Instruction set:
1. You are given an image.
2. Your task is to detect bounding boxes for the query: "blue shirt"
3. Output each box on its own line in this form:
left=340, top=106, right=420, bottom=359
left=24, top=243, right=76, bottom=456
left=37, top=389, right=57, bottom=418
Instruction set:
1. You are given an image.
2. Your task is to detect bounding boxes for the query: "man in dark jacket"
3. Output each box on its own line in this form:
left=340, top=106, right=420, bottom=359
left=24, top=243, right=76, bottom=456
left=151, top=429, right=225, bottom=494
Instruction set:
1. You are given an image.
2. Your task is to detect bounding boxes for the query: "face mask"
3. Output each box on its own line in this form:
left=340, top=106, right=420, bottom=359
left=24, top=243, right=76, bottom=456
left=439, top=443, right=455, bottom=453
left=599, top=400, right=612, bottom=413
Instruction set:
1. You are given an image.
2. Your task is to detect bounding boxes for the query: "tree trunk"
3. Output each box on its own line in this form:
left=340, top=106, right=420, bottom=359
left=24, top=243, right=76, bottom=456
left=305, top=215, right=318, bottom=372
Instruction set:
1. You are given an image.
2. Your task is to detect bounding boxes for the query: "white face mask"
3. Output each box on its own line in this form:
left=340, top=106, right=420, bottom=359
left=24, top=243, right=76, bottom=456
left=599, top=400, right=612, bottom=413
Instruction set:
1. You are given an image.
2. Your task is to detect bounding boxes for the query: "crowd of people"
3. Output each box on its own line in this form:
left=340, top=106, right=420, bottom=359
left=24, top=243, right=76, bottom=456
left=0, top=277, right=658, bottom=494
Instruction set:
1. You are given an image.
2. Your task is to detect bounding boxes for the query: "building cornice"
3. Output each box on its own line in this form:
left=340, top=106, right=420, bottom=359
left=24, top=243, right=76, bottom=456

■ ■ ■ ■ ■ ■ ■

_Task to complete_
Extract each line of the material above that contains the word "face".

_Solved problem_
2. Your task is to detect bounding boxes for the query: "face mask"
2. Your task is to detect bounding boxes for the query: "white face mask"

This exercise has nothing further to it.